**GIVEN RECORDS**
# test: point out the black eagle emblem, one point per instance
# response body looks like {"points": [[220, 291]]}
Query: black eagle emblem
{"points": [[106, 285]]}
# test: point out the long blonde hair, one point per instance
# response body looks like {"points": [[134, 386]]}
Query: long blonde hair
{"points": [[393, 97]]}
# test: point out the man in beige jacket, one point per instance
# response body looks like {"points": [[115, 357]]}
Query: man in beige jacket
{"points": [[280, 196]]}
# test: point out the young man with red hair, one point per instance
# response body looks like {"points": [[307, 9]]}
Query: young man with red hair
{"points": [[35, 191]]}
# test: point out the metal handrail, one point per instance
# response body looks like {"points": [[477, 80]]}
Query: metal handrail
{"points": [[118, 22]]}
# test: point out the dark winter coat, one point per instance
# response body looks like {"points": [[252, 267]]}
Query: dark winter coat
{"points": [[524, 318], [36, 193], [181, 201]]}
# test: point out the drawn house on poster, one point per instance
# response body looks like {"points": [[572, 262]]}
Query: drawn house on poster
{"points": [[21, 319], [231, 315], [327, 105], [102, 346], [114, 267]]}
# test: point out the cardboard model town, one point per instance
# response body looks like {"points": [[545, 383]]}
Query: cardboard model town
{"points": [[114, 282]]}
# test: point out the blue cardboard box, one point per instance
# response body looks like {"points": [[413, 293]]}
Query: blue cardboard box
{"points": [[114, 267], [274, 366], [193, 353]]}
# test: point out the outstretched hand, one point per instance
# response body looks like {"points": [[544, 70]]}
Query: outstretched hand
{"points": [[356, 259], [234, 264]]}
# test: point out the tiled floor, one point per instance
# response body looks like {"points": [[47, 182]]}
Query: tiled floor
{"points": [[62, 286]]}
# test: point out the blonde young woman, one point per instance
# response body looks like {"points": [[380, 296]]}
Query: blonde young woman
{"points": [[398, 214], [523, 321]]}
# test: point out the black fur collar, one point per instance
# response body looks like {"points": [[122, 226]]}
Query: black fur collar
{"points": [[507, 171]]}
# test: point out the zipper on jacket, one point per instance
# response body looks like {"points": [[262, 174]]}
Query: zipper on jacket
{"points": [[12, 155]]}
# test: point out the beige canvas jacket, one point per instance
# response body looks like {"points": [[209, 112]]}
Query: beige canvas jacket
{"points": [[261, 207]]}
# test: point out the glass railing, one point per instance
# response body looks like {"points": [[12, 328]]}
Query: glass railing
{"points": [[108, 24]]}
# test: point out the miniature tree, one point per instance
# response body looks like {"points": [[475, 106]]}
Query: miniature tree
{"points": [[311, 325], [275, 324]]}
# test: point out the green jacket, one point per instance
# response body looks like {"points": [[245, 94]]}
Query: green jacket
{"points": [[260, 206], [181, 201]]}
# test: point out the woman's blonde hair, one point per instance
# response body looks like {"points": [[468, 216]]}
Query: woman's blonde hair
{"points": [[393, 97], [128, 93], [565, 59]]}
==
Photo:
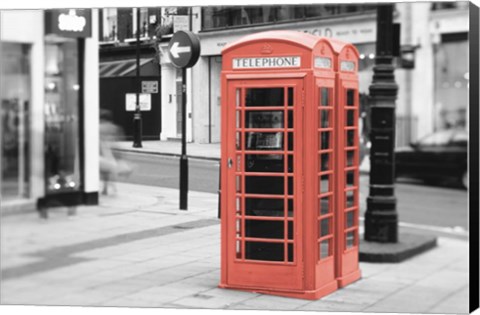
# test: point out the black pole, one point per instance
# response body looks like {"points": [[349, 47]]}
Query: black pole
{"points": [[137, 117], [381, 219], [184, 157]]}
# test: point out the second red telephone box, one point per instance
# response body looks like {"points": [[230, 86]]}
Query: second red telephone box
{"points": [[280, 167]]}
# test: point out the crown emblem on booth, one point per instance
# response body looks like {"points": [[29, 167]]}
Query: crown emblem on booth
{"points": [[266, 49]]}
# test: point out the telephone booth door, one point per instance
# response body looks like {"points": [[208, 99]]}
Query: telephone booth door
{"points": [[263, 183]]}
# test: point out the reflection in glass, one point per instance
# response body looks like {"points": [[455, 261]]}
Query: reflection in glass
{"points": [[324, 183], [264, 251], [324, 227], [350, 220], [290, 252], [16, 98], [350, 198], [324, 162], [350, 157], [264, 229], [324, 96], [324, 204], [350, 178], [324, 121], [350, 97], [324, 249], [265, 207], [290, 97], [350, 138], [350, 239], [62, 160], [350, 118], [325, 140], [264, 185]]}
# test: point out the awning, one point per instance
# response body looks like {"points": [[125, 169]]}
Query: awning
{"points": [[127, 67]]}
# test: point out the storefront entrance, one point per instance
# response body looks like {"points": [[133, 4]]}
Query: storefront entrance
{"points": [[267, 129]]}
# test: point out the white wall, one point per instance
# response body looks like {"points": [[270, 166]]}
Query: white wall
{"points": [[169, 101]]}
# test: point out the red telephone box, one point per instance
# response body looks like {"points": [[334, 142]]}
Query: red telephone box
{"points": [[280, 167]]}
---
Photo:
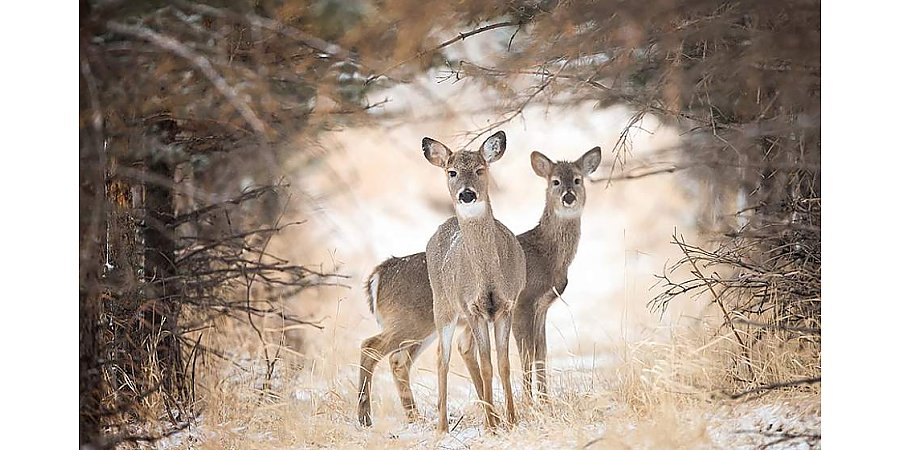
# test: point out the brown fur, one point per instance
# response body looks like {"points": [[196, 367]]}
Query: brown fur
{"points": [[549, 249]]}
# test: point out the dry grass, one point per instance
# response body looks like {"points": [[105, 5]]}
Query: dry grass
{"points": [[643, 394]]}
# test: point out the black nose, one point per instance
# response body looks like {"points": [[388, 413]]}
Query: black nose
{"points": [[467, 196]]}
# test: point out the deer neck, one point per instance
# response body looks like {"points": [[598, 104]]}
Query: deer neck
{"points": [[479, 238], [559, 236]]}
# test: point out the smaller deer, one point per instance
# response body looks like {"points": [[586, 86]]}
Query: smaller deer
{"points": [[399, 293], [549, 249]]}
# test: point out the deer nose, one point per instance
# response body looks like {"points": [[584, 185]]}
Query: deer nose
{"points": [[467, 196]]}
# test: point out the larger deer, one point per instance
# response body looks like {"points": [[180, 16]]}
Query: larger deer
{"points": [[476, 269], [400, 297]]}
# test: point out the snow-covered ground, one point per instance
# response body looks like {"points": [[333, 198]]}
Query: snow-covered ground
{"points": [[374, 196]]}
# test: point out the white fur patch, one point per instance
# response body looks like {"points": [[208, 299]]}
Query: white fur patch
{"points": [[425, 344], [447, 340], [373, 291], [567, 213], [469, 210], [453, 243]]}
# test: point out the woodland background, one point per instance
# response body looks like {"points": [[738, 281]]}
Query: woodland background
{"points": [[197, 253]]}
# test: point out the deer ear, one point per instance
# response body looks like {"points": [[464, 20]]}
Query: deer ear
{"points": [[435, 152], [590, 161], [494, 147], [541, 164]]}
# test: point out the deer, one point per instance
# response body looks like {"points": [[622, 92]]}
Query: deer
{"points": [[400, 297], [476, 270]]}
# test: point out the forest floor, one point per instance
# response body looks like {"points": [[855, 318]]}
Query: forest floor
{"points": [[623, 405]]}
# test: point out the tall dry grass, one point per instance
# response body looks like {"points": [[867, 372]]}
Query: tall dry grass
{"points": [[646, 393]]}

**WHAT IS ASKED**
Show every line of the listing above that contains the string "telephone".

**FINISHED TASK**
# test: point out the second red telephone box, one point per instance
Query: second red telephone box
# test: point out the telephone booth door, one point per instance
Query: telephone booth door
# test: point out the red telephone box, one point per instance
Query: red telephone box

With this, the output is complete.